◆ **Given text**:
☆ ☆ ☆

I go over to a different neighbor, only until I can get my keys and get back to my apartment.
Finally, I get a hold of my keys, my friend kindly coming along holding my carry-on.
I can’t wait to relax and unwind from the flight, my exhaustion having been exacerbated from being locked out all these hours. It sure has been an interesting no-sleep Hoshana Rabba, I tell myself.
We enter my apartment and close the door behind us, and bang! The inner doorknob clangs to the floor! I pick it up and attempt to screw it back in place, but no dice.
Behold, my friend and I are locked in.
After this long morning of being locked out and leading me to think of the sukkah’s open threshold and protective space, suddenly we are on the other side of things.
From being sealed out, I am now sealed in.
I mean, what are the odds of getting locked out and then also locked in, all in a morning’s time?
What a contrast in feeling and experience.
Just moments ago, all I wanted was to be comfortably ensconced in my own apartment.
Now, I am — against my will.
The truth is, at first it was nice. While regrettably there were no kreplach on hand, I quickly boiled us warm mugs of coffee and cream, and I had adorable windmill butter biscuits nestled in a cookie jar from prior to my trip. While it was forced “nesting,” it was lovely. Imposed calmness and relaxation, because there’s really nothing you could do until my neighbors, who had just arrived from Israel, would be there to pick up their frozen meatballs for the holiday, cooked in advance and stored in my freezer.
They had a second set of my keys, and would be able to unlock the door from the outside, my friend and I reasoned.
Until then, time stood still as we stayed put, sheltered.
This was my conclusion to The Days of Awe season this year. Within hours, on Hoshana Rabba I was locked out and locked in.
Of course, I don’t know what the meaning of this is. I can only hope that it betokens a year replete with the balance of both blessed comings and goings, of ultimately unlocking what’s thus far been locked, all while in the company of good friends and dear family, with nourishment for the journey.
But at the very least, this whacky little experience certainly provided amusement, until we finally did get “rescued,” and I was well on my way to pick up that bundle of hoshanot I was ready to thump.

☆ ☆ ☆

◆ **Exercises to complete**:
**a)** In the Hoshana Rabba lockout account:
(i) What fell to the floor right after the door was closed?
(ii) What did the narrator boil for the two of them?
(iii) What had the neighbors stored in the narrator's freezer?
**b)** Can you transcribe the passage of the Hoshana Rabba lockout account between "We enter my" and "side of things.", inclusive?
The items after this point aren't needed.

[Dataset extracts labeled with boxes]
☆ ☆ ☆

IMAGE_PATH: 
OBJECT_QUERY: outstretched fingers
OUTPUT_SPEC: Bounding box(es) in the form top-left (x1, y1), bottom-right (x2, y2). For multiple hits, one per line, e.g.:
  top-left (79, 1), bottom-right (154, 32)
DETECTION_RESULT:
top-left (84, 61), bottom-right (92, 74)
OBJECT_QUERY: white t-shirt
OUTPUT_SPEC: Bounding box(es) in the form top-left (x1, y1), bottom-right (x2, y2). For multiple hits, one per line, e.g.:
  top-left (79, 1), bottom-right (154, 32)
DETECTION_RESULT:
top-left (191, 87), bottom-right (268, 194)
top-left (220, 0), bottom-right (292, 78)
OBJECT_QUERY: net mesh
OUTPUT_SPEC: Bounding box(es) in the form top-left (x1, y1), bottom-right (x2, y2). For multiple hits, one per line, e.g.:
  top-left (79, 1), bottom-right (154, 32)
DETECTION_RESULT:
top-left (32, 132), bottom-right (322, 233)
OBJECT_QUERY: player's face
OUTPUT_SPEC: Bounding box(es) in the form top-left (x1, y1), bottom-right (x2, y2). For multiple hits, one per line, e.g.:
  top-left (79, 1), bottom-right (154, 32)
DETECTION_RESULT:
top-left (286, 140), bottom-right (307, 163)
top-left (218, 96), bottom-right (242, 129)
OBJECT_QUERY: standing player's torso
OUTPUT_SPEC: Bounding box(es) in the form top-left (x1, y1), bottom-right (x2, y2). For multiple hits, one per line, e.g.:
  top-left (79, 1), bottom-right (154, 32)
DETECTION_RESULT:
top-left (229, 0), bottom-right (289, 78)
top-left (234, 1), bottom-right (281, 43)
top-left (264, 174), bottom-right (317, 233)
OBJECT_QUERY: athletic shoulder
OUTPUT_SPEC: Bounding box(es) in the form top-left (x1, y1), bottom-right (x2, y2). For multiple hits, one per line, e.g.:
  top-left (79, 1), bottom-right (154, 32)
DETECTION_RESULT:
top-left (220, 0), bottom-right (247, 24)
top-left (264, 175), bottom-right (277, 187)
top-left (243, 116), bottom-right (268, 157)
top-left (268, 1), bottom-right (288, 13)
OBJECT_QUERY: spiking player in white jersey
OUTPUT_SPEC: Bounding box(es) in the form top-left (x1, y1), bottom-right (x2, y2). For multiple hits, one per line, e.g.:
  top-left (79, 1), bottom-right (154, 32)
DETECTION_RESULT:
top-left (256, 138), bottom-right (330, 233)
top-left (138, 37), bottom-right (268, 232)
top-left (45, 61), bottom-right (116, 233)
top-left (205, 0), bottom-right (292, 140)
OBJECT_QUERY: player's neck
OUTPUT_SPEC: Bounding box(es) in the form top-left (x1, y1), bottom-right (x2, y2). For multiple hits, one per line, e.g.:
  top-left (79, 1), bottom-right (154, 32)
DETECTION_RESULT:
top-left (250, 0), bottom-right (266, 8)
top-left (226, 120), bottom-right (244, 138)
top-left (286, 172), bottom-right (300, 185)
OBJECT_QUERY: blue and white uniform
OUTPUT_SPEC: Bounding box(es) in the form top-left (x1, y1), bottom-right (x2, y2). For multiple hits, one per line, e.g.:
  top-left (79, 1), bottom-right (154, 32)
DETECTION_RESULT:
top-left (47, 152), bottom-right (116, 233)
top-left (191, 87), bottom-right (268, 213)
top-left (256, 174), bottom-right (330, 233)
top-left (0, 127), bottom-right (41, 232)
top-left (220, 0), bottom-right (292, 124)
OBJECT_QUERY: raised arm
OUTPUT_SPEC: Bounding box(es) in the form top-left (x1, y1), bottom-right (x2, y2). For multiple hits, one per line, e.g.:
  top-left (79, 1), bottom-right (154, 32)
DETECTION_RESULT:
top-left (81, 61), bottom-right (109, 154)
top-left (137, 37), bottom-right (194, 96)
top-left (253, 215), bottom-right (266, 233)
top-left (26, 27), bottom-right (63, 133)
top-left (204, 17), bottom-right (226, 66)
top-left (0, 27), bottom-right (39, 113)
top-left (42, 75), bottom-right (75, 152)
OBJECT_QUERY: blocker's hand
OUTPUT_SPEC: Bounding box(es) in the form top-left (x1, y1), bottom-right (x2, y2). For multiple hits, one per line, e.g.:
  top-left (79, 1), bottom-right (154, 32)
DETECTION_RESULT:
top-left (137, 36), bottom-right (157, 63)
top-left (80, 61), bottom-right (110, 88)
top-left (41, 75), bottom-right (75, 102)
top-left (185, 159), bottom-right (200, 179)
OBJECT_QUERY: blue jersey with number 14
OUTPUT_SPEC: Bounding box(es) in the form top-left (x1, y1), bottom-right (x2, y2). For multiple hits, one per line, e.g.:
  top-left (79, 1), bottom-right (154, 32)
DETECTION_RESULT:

☆ ☆ ☆

◆ **Full answers**:
**a)**
(i) The inner doorknob
(ii) Warm mugs of coffee and cream
(iii) Frozen meatballs for the holiday, cooked in advance

**b)**
We enter my apartment and close the door behind us, and bang! The inner doorknob clangs to the floor! I pick it up and attempt to screw it back in place, but no dice.
Behold, my friend and I are locked in.
After this long morning of being locked out and leading me to think of the sukkah’s open threshold and protective space, suddenly we are on the other side of things.